Data for review »

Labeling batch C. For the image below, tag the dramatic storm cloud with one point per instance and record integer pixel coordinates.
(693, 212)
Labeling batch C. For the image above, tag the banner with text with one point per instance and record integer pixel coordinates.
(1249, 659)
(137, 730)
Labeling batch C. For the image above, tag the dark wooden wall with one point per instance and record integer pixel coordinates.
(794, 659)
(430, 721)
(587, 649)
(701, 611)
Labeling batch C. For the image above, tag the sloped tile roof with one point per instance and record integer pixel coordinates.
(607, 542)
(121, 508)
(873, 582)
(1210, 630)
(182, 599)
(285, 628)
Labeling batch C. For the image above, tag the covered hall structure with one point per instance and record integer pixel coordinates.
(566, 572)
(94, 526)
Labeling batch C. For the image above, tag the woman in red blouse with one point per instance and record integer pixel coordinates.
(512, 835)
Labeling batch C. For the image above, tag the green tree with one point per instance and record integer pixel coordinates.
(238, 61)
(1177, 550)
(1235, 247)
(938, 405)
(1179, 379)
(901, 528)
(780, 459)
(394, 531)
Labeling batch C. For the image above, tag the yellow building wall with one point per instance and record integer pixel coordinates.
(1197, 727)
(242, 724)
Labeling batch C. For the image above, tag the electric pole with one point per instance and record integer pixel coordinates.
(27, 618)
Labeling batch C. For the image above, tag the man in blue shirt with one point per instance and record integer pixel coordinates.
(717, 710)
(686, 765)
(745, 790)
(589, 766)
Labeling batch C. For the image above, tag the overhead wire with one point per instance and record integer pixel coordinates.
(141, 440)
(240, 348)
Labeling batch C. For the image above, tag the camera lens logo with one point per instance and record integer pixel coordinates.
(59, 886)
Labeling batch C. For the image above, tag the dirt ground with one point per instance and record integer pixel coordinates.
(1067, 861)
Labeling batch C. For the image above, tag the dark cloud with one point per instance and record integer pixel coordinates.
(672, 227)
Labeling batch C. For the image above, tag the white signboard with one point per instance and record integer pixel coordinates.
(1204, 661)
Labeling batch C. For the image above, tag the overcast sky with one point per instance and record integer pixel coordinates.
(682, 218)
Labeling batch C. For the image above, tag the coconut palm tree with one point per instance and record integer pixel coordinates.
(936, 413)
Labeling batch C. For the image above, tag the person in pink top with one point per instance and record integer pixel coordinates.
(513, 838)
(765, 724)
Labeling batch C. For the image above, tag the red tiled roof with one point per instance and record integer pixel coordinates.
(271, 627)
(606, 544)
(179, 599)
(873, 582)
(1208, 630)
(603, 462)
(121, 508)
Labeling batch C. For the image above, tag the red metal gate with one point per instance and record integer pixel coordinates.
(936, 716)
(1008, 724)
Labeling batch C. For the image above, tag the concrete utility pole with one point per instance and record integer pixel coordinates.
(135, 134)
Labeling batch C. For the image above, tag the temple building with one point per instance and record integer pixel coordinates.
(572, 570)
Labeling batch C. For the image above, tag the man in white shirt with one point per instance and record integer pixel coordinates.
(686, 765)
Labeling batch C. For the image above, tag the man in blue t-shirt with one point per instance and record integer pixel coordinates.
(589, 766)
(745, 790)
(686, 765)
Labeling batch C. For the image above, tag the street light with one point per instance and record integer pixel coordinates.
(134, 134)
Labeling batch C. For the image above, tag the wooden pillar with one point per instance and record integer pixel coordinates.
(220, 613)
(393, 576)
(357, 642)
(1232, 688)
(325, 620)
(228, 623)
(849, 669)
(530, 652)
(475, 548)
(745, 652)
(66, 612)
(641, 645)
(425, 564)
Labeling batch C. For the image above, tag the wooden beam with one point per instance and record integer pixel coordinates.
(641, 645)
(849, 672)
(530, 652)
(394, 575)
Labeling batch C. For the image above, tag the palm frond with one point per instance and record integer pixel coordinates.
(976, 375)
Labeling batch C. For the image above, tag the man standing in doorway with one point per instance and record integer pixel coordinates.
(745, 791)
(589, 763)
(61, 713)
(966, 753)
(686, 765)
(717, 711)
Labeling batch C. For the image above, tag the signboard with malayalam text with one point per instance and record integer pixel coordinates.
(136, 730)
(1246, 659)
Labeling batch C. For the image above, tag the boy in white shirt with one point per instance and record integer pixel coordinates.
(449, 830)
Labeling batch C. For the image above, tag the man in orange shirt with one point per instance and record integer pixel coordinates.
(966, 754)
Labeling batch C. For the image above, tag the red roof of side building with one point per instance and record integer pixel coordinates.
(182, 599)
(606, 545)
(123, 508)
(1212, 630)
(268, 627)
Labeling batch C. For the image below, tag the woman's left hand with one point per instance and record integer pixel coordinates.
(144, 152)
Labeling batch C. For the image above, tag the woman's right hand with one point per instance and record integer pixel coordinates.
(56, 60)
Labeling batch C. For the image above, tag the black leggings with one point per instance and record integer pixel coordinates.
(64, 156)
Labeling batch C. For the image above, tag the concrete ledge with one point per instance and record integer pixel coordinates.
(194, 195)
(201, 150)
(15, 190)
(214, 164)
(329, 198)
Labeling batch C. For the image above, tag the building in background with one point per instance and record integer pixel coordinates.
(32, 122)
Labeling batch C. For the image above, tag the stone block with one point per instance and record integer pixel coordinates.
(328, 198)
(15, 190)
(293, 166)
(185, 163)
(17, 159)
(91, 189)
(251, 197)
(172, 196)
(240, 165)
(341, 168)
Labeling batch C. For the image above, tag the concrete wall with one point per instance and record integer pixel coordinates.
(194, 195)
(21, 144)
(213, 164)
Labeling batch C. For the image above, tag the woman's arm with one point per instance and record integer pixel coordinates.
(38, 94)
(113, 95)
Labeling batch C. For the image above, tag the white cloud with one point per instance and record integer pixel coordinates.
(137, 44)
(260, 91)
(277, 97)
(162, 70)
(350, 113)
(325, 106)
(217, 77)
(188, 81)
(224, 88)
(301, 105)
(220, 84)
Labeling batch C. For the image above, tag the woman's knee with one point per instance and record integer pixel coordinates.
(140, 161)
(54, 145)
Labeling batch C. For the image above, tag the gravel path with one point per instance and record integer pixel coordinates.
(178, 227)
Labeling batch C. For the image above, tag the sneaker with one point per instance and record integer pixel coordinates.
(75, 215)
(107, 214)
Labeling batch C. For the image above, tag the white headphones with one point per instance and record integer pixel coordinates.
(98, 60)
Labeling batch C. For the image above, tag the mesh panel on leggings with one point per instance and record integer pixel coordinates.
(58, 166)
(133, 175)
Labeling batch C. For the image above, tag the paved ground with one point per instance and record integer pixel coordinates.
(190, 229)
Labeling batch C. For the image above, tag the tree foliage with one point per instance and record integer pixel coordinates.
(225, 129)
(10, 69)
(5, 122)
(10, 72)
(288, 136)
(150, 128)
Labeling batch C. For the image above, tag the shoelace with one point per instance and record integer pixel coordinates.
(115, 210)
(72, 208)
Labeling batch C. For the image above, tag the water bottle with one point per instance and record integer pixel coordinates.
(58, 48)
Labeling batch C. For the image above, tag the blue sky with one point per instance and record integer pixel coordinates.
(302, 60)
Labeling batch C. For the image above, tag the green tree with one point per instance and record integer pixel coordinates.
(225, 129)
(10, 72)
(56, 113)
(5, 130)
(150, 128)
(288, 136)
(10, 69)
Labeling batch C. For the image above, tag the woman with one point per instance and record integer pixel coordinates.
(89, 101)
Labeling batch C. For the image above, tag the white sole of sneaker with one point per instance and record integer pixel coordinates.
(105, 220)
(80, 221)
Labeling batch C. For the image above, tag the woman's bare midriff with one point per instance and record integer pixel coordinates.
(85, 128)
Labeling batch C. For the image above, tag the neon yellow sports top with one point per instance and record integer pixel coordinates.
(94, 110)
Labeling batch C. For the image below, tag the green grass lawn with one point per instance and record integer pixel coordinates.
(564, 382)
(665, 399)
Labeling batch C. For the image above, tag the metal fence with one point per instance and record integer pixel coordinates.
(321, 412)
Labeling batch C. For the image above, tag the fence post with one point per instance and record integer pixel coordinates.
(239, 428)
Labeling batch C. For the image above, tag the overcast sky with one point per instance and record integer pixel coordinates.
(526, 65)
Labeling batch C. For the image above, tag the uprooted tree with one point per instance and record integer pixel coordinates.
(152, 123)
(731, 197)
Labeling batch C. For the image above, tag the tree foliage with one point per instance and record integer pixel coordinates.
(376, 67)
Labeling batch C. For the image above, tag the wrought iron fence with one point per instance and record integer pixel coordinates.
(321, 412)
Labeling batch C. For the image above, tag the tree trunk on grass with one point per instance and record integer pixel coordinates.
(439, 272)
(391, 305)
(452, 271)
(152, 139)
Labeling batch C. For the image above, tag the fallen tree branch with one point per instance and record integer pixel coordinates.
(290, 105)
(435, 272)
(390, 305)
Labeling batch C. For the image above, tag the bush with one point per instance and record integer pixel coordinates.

What the task asks »
Would you please repeat, exactly as written, the lines from the one containing "Labeling batch C. For the image above, tag the fallen" through the end of the listing above, including both, and only those?

Written solution »
Labeling batch C. For the image above, tag the fallen tree branch with one point per instance and record integer pixel coordinates.
(290, 105)
(435, 272)
(390, 305)
Labeling batch C. For the image above, tag the bush with one point per instance and record integer pixel coordinates.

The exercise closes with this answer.